Gli scienziati della National Ignition Facility (California) sono riusciti a estrarre più energia da una reazione di quanta non ne abbiano immessa. Se confermato, il risultato rappresenta una svolta attesa da decenni nel campo della fusione nucleare: la dimostrazione che questa fonte di energia pulita può alimentare la società
Martedì pomeriggio la segretaria statunitense all’energia Jennifer Granholm e la sottosegretaria alla sicurezza nucleare Jill Hruby annunceranno “un’importante scoperta scientifica” al Lawrence Livermore National Laboratory, sede della National Ignition Facility. Il dipartimento non ha voluto fornire ulteriori dettagli sui risultati del centro di ricerca californiano. Peccato che qualcuno abbia già spifferato l’evento alla stampa – ed è un passo in avanti notevole nel campo della fusione nucleare.

* DATI FORNITI *

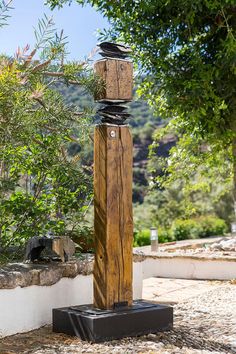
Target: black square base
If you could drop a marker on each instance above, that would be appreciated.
(97, 325)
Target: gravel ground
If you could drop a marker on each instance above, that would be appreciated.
(203, 324)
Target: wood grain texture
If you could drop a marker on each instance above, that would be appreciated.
(118, 78)
(113, 219)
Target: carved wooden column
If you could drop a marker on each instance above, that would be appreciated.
(113, 217)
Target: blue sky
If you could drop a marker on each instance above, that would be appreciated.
(79, 24)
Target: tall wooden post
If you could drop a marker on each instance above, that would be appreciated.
(113, 217)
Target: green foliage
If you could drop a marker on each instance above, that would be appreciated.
(141, 238)
(182, 229)
(187, 54)
(185, 229)
(5, 7)
(43, 190)
(211, 226)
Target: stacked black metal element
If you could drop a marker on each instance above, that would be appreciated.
(114, 112)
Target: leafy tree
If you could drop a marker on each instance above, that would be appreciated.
(42, 189)
(187, 51)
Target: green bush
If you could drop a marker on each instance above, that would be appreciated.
(142, 238)
(185, 229)
(164, 235)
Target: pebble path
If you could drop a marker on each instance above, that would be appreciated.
(203, 324)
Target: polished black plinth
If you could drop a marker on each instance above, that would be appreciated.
(95, 325)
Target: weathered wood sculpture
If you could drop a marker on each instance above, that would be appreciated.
(113, 151)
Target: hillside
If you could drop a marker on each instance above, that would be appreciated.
(143, 123)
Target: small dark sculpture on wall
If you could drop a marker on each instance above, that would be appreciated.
(63, 247)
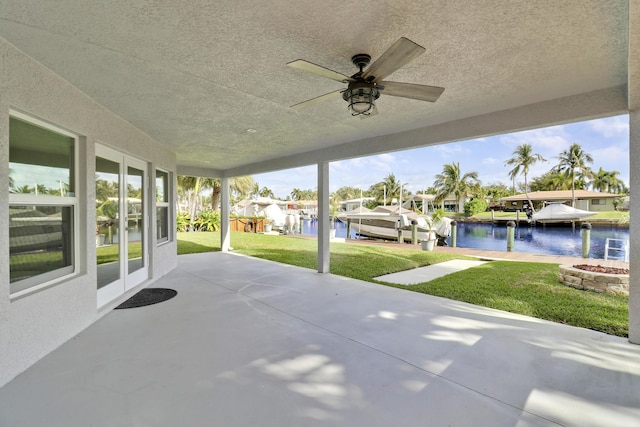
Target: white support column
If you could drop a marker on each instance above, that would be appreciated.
(225, 207)
(634, 229)
(633, 64)
(323, 217)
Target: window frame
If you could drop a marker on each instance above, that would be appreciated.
(164, 205)
(60, 275)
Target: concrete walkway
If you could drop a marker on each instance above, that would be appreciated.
(428, 273)
(248, 342)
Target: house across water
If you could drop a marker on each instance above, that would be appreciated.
(593, 201)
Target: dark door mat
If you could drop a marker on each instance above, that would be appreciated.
(148, 296)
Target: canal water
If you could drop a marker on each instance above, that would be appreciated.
(548, 240)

* ELENCO DEI COMPITI *
• A. Secondo il brano sulla fusione nucleare, in quale laboratorio ha sede la National Ignition Facility?
• B. Ricopia senza modifiche il passo del brano sulla fusione nucleare che comincia con "Gli scienziati della" e prosegue fino a "della fusione nucleare.".

* SOLUZIONI PROPOSTE *
• A. Al Lawrence Livermore National Laboratory.

• B.
Gli scienziati della National Ignition Facility (California) sono riusciti a estrarre più energia da una reazione di quanta non ne abbiano immessa. Se confermato, il risultato rappresenta una svolta attesa da decenni nel campo della fusione nucleare: la dimostrazione che questa fonte di energia pulita può alimentare la società
Martedì pomeriggio la segretaria statunitense all’energia Jennifer Granholm e la sottosegretaria alla sicurezza nucleare Jill Hruby annunceranno “un’importante scoperta scientifica” al Lawrence Livermore National Laboratory, sede della National Ignition Facility. Il dipartimento non ha voluto fornire ulteriori dettagli sui risultati del centro di ricerca californiano. Peccato che qualcuno abbia già spifferato l’evento alla stampa – ed è un passo in avanti notevole nel campo della fusione nucleare.